EXTRACTED TEXT »
++++

Alan Ellman loves options trading so much he has written four top selling books on the topic of selling covered calls, one about put-selling and a sixth book about long-term investing. Alan is a national speaker for The Money Show, The Stock Traders Expo and the American Association of Individual Investors. He also writes financial columns for both US and International publications along with his own award-winning blog.. He is a retired dentist, a personal fitness trainer, successful real estate investor, but he is known mostly for his practical and successful stock option strategies.

38 Responses to “The Out-Of-The-Money Strike- Pros and Cons”

  1. Dave D December 18, 2010 5:55 am #

    YGE

    Yes, I will be looking at this stock for december trading… Here is why…

    Fundamentally its doing ok. Earns a EPS rating of 99. MSN rating of 5. IBD rating suggest this stock is strong,

    Technically this stock impresses me. Maybe others here would think im absolutelycrazy. But, seriously, pull up an 18 month chart. There is super strong support at 10 dollars with 10 points of validation (note the stocks current price is $10.21). Stochastics are turning up . MACD is trending sideways, but still slowly heading north. In addition, last friday this stock completed a bullish engulfing pattern

    Now if we bought this stock now ($10.21) and sold the ITM call (10 dollar strike) for 65 cents we would have a ROO OF 4.4% and downside protection of 2.1%…

    Happy Trading everyone!

    Dave

  2. Barbara December 18, 2010 2:08 pm #

    I noticed that on the premium list rvbd has a higher beta number than many of the other stocks. This helps explain the higher option return I’ve been getting with this stock. It’s all coming together and making more sense. More volatile stocks give higher returns but could be riskier investments. I never paid much attention to the beta column before but will from now on.

    Barbara

  3. Barry B December 18, 2010 5:17 pm #

    DaveD (#43),

    Dave…
    I took a look at YGE with a fresh set of eyes. Here are some of my thoughts…
    – Support around the $10 area
    – A down trend line beginning with the Oct 14 swing high (5 touches). The downtrend line combined with support at $10 displays a descending triangle. Historically, this is a down trending pattern.
    – The Bollinger Bands are constricting meaning that there will be a breakout in the near term. That, combined with the descending triangle would indicate a breakdown is likely.
    – The price chart is stacked down, meaning that the price is below the 5EMA, 20EMA, 50SMA, 100EMA, and 200SMA.
    – IBD’s Smart Select Ratings are not all green per the BCI system (3 red, 2 green, and 1 yellow).
    – IBD’s Industry Ranking is 170 out of 197.
    – The MACD is slightly above the signal line and the Slow Stochastics is slightly below it’s signal line.

++++

Object location annotation data:
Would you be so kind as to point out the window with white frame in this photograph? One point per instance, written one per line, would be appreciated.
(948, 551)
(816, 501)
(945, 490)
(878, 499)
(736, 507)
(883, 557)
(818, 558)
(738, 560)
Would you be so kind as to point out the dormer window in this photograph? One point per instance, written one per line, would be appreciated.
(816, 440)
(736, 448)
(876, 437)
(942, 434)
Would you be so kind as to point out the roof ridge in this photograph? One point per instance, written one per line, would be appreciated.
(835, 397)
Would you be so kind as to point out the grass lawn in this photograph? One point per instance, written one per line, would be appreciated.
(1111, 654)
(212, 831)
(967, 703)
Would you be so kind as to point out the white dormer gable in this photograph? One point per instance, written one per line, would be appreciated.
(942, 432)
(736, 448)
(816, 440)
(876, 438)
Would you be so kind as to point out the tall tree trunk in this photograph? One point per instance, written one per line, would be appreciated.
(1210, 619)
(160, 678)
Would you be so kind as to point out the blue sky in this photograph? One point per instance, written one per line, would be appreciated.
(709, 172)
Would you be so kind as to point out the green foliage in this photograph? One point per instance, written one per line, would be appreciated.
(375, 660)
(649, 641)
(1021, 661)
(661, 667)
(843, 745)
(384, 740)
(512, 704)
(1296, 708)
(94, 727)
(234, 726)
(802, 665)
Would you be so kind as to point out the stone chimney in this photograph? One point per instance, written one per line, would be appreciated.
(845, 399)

++++

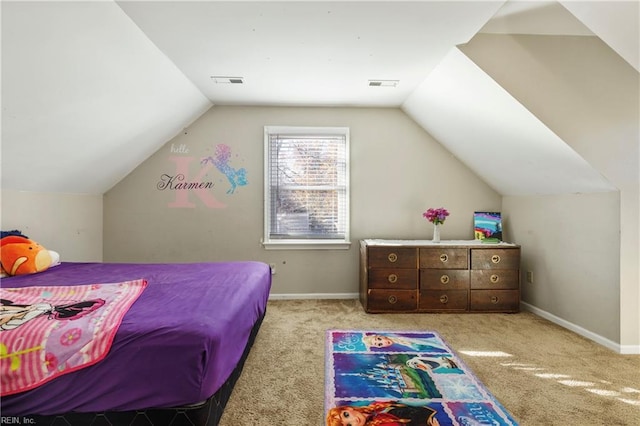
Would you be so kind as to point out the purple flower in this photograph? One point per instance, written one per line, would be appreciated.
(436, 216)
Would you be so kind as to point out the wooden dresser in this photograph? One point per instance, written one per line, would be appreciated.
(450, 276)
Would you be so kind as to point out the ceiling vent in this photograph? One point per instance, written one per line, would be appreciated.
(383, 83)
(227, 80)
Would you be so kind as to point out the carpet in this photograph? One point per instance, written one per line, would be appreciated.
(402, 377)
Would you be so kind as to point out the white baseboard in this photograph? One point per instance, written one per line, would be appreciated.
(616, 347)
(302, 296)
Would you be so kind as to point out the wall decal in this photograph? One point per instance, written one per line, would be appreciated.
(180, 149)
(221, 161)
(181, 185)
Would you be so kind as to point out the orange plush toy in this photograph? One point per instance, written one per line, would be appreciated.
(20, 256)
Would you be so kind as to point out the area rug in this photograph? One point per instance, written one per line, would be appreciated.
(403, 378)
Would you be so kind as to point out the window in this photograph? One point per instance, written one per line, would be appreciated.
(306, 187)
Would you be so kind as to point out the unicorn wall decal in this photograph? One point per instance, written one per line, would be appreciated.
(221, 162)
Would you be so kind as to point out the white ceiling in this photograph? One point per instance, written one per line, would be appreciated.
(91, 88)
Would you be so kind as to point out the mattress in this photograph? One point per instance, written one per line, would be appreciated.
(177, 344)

++++

GIVEN EXERCISE 1 » In the options-trading page, what IBD Industry Ranking does Barry B report for YGE?
GIVEN EXERCISE 2 » Continue the options-trading page from its last line.

FINAL RESULT 1 » 170 out of 197

FINAL RESULT 2 »
    So, if you are following a “pure” BCI methodology, it doesn’t meet the systems requirements. The descending triangle chart pattern combined with the constricting Boll Bands would cause me personal worry because I tend to be VERY conservative.

    I wanted to give you another point of view so you can make a better decision.

    Best,

    Barry

  4. DaveD December 18, 2010 5:57 pm #

    Thanks Barry for your insight…

    I do appreciate it…

    One thing I really like about the BCI method is that we can lower our risk using the sale of the options…

    I might be wrong in the analysis of YGE. If I am wrong this is how I will look at it…

    My breakeven point is $9.56 (10.21-0.65)…

    If the stock closes below 10 dollars at expiration I am free to sell another call (provided there is no earnings the next month. This will once again lower the cost basis.

    Heres an example with FUQI which I incorrectly bought at 7.40.
    Sold a strike 7 call for 90c (Cost basis 6.50)
    Sold a strike 7 call for 45c (cost basis 6.05c)

    Fuqi is now trading at 6.37.

    If I now sold the 7.50 strike call I would recieve 30c (cost basis 5.75). Or if I sold the 6 strike call I would recieve 0.85c (cost basis 5.20)…

    Based on the currest status of the FUQI example, even though I was wrong I have though selling calls lowered my cost basis. If I sold now I would have a profit of 3%…

    Last month i made 16 trades on different companies. I do follow Alans rule of diversification. Also, this month I will make a few trades that strictly follow Alans system…

    Happy Trading

    Dave

  5. Don_B December 18, 2010 6:03 pm #

    Musings (only) on Market Tone. Alan, you add a breath of fresh air to what is being written these days by economists.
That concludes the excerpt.